MATERIALS PROVIDED:
»»
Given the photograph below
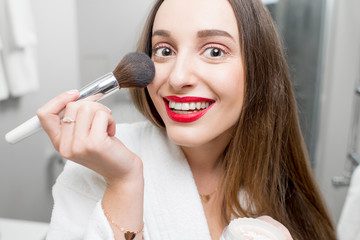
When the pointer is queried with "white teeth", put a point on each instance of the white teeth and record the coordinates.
(188, 105)
(198, 105)
(185, 106)
(172, 104)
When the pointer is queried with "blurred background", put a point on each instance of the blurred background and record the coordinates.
(64, 44)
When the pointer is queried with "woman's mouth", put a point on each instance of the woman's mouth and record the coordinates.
(187, 109)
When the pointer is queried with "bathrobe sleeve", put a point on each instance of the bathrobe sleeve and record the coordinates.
(77, 193)
(77, 212)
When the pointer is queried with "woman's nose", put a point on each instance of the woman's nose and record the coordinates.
(182, 74)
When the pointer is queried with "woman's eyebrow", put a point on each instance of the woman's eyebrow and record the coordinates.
(213, 32)
(162, 33)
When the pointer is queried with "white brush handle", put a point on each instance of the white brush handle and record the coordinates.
(102, 87)
(25, 130)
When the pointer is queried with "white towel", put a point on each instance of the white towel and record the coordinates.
(21, 59)
(4, 90)
(349, 224)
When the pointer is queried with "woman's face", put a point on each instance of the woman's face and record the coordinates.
(198, 87)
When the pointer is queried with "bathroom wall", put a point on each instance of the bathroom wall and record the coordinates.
(25, 178)
(340, 77)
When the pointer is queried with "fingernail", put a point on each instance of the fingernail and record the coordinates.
(108, 109)
(72, 92)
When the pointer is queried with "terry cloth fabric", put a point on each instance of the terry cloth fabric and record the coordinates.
(21, 60)
(349, 224)
(172, 206)
(4, 91)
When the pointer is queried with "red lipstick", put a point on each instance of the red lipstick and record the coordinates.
(192, 115)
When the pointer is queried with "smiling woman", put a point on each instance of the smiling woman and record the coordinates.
(223, 140)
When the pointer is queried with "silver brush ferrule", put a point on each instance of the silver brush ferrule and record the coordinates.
(102, 86)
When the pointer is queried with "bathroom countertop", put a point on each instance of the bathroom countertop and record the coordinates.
(11, 229)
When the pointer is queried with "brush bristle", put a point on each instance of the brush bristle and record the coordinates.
(135, 70)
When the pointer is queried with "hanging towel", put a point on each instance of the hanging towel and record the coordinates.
(21, 59)
(349, 224)
(4, 91)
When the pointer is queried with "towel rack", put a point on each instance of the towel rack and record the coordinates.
(353, 156)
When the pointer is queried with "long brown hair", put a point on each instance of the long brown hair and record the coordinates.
(266, 158)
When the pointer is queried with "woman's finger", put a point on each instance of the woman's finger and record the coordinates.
(103, 125)
(49, 114)
(67, 130)
(84, 116)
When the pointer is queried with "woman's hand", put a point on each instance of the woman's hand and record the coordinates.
(89, 140)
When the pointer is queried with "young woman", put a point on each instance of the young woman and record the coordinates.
(225, 140)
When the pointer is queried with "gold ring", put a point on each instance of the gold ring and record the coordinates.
(68, 120)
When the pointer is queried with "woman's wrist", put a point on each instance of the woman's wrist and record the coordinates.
(123, 206)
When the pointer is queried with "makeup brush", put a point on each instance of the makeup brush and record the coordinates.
(135, 70)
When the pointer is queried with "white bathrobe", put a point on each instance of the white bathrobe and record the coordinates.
(172, 206)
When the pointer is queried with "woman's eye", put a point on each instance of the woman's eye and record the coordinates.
(163, 52)
(214, 53)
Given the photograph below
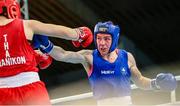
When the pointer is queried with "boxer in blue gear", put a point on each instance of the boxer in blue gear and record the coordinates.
(110, 69)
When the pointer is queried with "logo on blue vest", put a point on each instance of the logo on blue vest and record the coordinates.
(107, 71)
(123, 71)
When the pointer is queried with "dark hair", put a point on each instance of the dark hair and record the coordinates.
(4, 13)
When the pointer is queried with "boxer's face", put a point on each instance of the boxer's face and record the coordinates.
(103, 43)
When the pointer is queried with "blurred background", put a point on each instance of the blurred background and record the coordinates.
(150, 30)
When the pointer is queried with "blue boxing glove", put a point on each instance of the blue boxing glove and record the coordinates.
(42, 42)
(164, 82)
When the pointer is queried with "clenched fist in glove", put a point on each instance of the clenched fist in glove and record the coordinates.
(164, 82)
(85, 37)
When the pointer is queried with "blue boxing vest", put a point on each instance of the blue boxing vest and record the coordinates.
(110, 79)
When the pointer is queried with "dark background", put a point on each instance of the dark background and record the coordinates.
(152, 26)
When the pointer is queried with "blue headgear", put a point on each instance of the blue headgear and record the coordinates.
(108, 28)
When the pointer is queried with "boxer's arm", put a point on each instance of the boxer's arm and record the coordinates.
(163, 81)
(58, 31)
(60, 54)
(136, 76)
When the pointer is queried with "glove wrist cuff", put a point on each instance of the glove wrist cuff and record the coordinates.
(47, 49)
(79, 34)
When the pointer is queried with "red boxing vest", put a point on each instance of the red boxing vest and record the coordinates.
(16, 54)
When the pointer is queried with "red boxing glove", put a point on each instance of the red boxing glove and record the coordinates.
(85, 37)
(76, 43)
(43, 60)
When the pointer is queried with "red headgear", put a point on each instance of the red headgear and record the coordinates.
(12, 8)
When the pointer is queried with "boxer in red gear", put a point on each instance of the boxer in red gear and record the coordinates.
(19, 80)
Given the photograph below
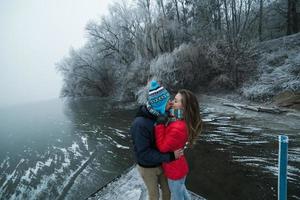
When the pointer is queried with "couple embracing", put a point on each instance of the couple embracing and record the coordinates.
(160, 131)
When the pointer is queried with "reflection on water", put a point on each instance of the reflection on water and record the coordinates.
(68, 150)
(237, 156)
(55, 150)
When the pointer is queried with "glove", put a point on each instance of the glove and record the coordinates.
(162, 119)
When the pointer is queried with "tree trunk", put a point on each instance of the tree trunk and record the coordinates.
(292, 19)
(177, 11)
(260, 20)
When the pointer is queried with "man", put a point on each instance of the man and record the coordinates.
(148, 158)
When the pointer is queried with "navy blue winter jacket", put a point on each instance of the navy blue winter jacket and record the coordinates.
(142, 132)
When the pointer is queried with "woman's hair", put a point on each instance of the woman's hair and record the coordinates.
(191, 114)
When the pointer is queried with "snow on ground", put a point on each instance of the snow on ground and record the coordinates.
(128, 186)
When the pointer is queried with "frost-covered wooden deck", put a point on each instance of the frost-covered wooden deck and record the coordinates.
(128, 186)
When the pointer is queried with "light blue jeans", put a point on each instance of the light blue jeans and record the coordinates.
(178, 189)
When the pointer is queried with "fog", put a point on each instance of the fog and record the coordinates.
(34, 35)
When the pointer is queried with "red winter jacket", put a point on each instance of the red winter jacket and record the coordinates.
(168, 139)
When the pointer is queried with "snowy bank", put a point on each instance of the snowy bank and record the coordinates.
(128, 186)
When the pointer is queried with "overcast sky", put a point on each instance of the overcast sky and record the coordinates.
(34, 35)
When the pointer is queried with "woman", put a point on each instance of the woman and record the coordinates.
(182, 128)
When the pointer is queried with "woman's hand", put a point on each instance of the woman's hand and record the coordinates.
(169, 105)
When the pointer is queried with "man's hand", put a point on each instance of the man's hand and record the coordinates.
(162, 119)
(178, 153)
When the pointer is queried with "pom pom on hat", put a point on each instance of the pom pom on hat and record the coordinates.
(158, 97)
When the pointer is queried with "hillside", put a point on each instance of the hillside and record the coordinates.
««
REQUIRED TASK:
Write out all the entries again, word for word, and print no images.

TASK RESULT:
Given the photograph below
When the pointer is queried with "white teeth", put a point on each instance of the white teeth and record the coordinates.
(188, 105)
(198, 105)
(185, 106)
(172, 104)
When the pointer is queried with "blurred background", put a point on each instance of the blurred background and record the coordinates.
(64, 44)
When the pointer is queried with "woman's mouth", put a point on each instance of the woman's mouth and record the coordinates.
(187, 109)
When the pointer is queried with "bathrobe sleeve", put a point on each instance of the bathrobe sleeve and record the coordinates.
(77, 193)
(77, 212)
When the pointer is queried with "woman's nose", put a point on each instance of the woman's nose and record the coordinates.
(182, 74)
When the pointer is queried with "woman's eyebrow", put a point on each instance of the woman's eyebrow and record the coordinates.
(213, 32)
(162, 33)
When the pointer is queried with "white brush handle", put a point on each instance of the white brush handle and record the coordinates.
(102, 87)
(25, 130)
When the pointer is queried with "white towel", put a point on each instance of the white towel and record the coordinates.
(21, 59)
(4, 90)
(349, 224)
When the pointer is queried with "woman's face", put a point on each instance of the woman's face and record the coordinates.
(198, 87)
When the pointer is queried with "bathroom wall", put a point on each instance of the bathroom wall and record the coordinates.
(25, 178)
(340, 77)
When the pointer is queried with "fingernail", put a point on each instance of the fingernail and record the coordinates.
(108, 109)
(72, 92)
When the pointer is queried with "terry cloth fabric", put a point on each instance of the terry cloth fabric and record the coordinates.
(21, 60)
(349, 224)
(172, 206)
(4, 91)
When the pointer is queried with "red lipstick", put a point on each instance of the red lipstick and record the coordinates.
(192, 115)
When the pointer is queried with "smiling woman", put a point on each instance of the smiling woman and record the coordinates.
(223, 140)
When the pointer is queried with "silver brush ferrule", put a point on each instance of the silver brush ferrule and record the coordinates.
(102, 86)
When the pointer is queried with "bathroom countertop", put a point on each instance of the bathroom countertop and record the coordinates.
(11, 229)
When the pointer is queried with "brush bristle", put a point on each instance of the brush bristle and record the coordinates.
(135, 70)
When the pointer is queried with "hanging towel", put a point on each instance of the hanging towel and record the coordinates.
(21, 59)
(349, 224)
(4, 91)
When the pointer is queried with "towel rack", put a point on each instance of the towel rack and record the coordinates.
(353, 156)
When the pointer is queried with "long brown hair", put a point on each instance of the long brown hair and record the coordinates.
(266, 158)
When the pointer is queried with "woman's finger", put a point on each instance of the woman's finger and record the coordinates.
(103, 125)
(49, 114)
(67, 130)
(84, 116)
When the pointer is queried with "woman's hand", put a point on each instance of the woman's hand and record the coordinates.
(89, 140)
When the pointer is queried with "young woman", put a point on each instance of the young woman and record the coordinates.
(225, 140)
When the pointer is queried with "gold ring", put a point on each instance of the gold ring and record the coordinates.
(68, 120)
When the pointer is queried with "woman's wrist", put a point on each instance of the woman's wrist and record the coordinates.
(123, 206)
When the pointer is queried with "makeup brush", put a point on each instance of the makeup brush and record the coordinates.
(135, 70)
When the pointer is queried with "white bathrobe", put a point on each instance of the white bathrobe and record the coordinates.
(172, 206)
When the pointer is queried with "woman's eye", put a point on each instance of the woman's eye and record the coordinates.
(163, 52)
(214, 53)
Given the photograph below
When the pointer is queried with "boxer in blue gear", put a point on each instance of the boxer in blue gear and record the coordinates.
(110, 69)
When the pointer is queried with "logo on blue vest", put a point on each instance of the logo on blue vest and record the coordinates.
(107, 71)
(123, 71)
When the pointer is queried with "dark hair", put a point on each instance of the dark hair and record the coordinates.
(4, 13)
When the pointer is queried with "boxer's face", put a point on each instance of the boxer's face and record the coordinates.
(103, 43)
When the pointer is queried with "blurred background", put a point on each instance of the blurred background and record the coordinates.
(150, 30)
When the pointer is queried with "blue boxing glove", put a point on each instance of the blue boxing glove and record the coordinates.
(42, 42)
(164, 82)
When the pointer is queried with "clenched fist in glove", put a point on each instance of the clenched fist in glove and record the coordinates.
(164, 82)
(85, 37)
When the pointer is queried with "blue boxing vest", put a point on each instance of the blue boxing vest and record the coordinates.
(110, 79)
When the pointer is queried with "dark background", put a point on each instance of the dark background and record the coordinates.
(152, 26)
When the pointer is queried with "blue headgear", put a point on each instance of the blue headgear and record the coordinates.
(108, 28)
When the pointer is queried with "boxer's arm", put a point on each instance of the boxer's arm and record the coordinates.
(163, 81)
(58, 31)
(60, 54)
(136, 76)
When the pointer is queried with "glove wrist cuff", put a point on each instance of the glove wrist cuff and record the coordinates.
(47, 49)
(79, 34)
When the pointer is queried with "red boxing vest", put a point on each instance of the red boxing vest and record the coordinates.
(16, 54)
When the pointer is queried with "red boxing glove", put a point on each instance of the red boxing glove and record the coordinates.
(85, 37)
(76, 43)
(43, 60)
When the pointer is queried with "red headgear", put a point on each instance of the red headgear and record the coordinates.
(12, 8)
When the pointer is queried with "boxer in red gear", put a point on each instance of the boxer in red gear and record the coordinates.
(19, 80)
Given the photograph below
When the pointer is queried with "couple embracing", put a point on each instance of the couple embracing and record the coordinates.
(160, 131)
When the pointer is queried with "reflection on water", put a point on each instance of the reflection on water and record the coordinates.
(68, 150)
(237, 156)
(55, 150)
When the pointer is queried with "glove", put a point on each instance of the glove and record the coordinates.
(162, 119)
When the pointer is queried with "tree trunk", put a point on each instance of the tree trunk and record the coordinates.
(292, 19)
(177, 11)
(260, 20)
When the pointer is queried with "man", put a point on each instance of the man and record the coordinates.
(148, 158)
When the pointer is queried with "navy blue winter jacket", put a point on each instance of the navy blue winter jacket and record the coordinates.
(142, 132)
When the pointer is queried with "woman's hair", put a point on each instance of the woman's hair and record the coordinates.
(191, 114)
When the pointer is queried with "snow on ground", put a point on each instance of the snow on ground and record the coordinates.
(128, 186)
When the pointer is queried with "frost-covered wooden deck", put a point on each instance of the frost-covered wooden deck and record the coordinates.
(128, 186)
When the pointer is queried with "light blue jeans", put a point on each instance of the light blue jeans and record the coordinates.
(178, 189)
When the pointer is queried with "fog", put a point on each instance of the fog and record the coordinates.
(34, 35)
When the pointer is queried with "red winter jacket", put a point on each instance of the red winter jacket and record the coordinates.
(168, 139)
When the pointer is queried with "snowy bank", put a point on each instance of the snowy bank and record the coordinates.
(128, 186)
When the pointer is queried with "overcast sky", put a point on each instance of the overcast sky and record the coordinates.
(34, 35)
When the pointer is queried with "woman", put a point on each instance of the woman and record the coordinates.
(182, 128)
When the pointer is queried with "woman's hand", put a point on each instance of the woman's hand and record the coordinates.
(169, 105)
When the pointer is queried with "man's hand", put a point on each instance of the man's hand and record the coordinates.
(162, 119)
(178, 153)
When the pointer is queried with "pom pom on hat", put a point on each instance of the pom pom on hat and record the coordinates.
(158, 97)
When the pointer is queried with "hillside", put a point on each instance of the hillside and record the coordinates.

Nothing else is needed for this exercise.